_SELECTED PASSAGE_

# 83 Quantum Door/Trunk Locks



## 83Quantum1.6TD (May 4, 2011)

I bought a 83 Quantum about a year and a half ago and ever since I have not been able to get the locks to work on the doors or trunk. I have lived with it but it gets old not being able to lock the car!! I cannot push the door locks down from the inside and the key is very hard to turn on the outside, so I do not force it. It is this way on the trunk and front door. I can feel it start to turn, then it gets very stiff, I know they are the right keys!! Any idea what this might be? Does this car have a central locking system?


----------



## vwquantum (May 13, 2010)

me think it controled by vaccum


----------



## cuppie (May 4, 2005)

Yours may (probably does, but doesn't hurt to check) have central locking.
Quick check: the central locking pump is located in (using my wagon as an example) the right-rear corner of the cargo bay (for you, trunk.) 

That said, your lock problem sounds more mechanical in nature - that is, the locks are binding. Three decades of crap accumulated in them will do that.  
Easy fix, if that's all that's wrong:
- remove the lock (latch) from the door.
- thoroughly clean the lock. If you have access to a parts washer, great. Otherwise, soak it in parts cleaner, or a 50/50 mix of acetone & ATF (it's a great solvent, _and_ penetrating oil.)

_DATA EXTRACT_
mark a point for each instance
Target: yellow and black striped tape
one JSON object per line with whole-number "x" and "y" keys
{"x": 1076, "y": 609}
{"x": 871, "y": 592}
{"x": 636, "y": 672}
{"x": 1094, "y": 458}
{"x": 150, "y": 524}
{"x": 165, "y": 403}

_WRITTEN EXERCISE 1_
In the Quantum lock thread, where is the central locking pump located on cuppie's wagon?
_WRITTEN EXERCISE 2_
Can you carry the Quantum lock thread on from its last line?

_WRITTEN ANSWER 1_
In the right-rear corner of the cargo bay.

_WRITTEN ANSWER 2_
Rinse out with brake cleaner, and dry (compressed air helps, if you have access.)
- marvel at how door lock now operates better.
- lightly grease all moving parts. Wurth Tru-Glide works great (available at most shop-jobber stores); Sil-Glide brake grease also works.
- again, marvel at how well it operates (it'll be better still now at this point.)
- reinstall lock.

And, I speak from experience here. I flat-out could not lock the driver's door on my QSW. Pulled the lock, cleaned it out in the parts washer at work, blew it dry, greased it, and reinstalled it. Feels factory fresh now.  
It works so well, that I've added 'servicing' the rest of its locks (as well as those on my 'rocco) to the to-do list.
It's the cool thing about odl-school tech (particularly, old-school VW tech) - often times, you can actually _fix_ things (or, "service" them), and get them working properly again.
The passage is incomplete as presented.